Once you find the line with "Object class to annotate: red jersey with number 21" in the entries below, return exactly every line from it through the line with "Object class to annotate: red jersey with number 17".
[PROVIDED DATA]
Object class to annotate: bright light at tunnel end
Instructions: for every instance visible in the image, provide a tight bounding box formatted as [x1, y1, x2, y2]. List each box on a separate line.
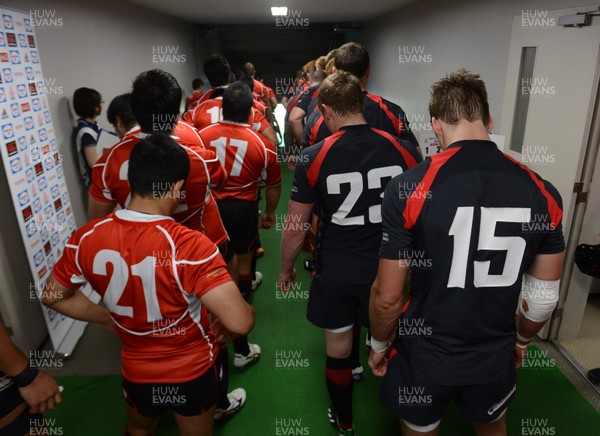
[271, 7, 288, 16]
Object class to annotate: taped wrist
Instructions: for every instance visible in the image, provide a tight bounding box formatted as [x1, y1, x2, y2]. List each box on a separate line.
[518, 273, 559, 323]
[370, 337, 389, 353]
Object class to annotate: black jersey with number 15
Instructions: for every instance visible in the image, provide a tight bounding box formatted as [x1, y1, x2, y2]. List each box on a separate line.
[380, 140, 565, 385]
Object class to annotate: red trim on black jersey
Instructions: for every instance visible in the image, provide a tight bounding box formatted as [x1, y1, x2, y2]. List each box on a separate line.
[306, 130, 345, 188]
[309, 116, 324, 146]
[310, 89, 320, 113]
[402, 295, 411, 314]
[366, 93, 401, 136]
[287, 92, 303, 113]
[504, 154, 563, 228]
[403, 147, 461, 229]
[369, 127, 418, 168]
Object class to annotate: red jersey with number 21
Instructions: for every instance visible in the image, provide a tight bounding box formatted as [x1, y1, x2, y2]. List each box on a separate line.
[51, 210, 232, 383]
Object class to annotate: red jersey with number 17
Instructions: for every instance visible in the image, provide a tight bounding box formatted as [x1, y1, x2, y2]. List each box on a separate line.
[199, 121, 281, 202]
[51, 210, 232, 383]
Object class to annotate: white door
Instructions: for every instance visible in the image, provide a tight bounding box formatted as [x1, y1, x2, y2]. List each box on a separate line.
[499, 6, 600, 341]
[/PROVIDED DATA]
[PROVIDED DATA]
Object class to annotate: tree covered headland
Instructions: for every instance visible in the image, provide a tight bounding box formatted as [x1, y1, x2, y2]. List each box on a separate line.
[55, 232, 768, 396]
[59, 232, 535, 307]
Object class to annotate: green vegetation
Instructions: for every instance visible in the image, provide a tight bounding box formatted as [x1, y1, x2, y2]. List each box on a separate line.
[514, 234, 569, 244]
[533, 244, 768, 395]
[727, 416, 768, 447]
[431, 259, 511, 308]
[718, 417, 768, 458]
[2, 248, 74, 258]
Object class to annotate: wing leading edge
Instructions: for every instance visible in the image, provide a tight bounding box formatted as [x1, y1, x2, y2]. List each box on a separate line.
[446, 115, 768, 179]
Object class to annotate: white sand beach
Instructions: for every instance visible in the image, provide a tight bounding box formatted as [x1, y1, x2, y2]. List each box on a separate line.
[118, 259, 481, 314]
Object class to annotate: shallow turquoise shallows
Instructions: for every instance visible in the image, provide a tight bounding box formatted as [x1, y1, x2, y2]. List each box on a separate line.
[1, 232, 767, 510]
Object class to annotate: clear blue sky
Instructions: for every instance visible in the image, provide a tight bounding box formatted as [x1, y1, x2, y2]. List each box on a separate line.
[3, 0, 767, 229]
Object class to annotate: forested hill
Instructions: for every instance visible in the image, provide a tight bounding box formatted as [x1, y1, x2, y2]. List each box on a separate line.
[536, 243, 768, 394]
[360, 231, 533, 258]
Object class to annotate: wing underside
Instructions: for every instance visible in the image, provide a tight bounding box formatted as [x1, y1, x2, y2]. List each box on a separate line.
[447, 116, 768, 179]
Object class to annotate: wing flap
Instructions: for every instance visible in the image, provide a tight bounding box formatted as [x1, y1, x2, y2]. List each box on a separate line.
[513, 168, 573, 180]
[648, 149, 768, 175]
[/PROVIDED DATA]
**RESULT FOR THIS TASK:**
Object class to annotate: red jersey with number 21
Instructions: for every instance visible in the image, provide a tight bounding box formatted as [x1, y1, x2, y2]. List each box on a separate line.
[51, 210, 232, 383]
Object class to annotate: red jersey with number 17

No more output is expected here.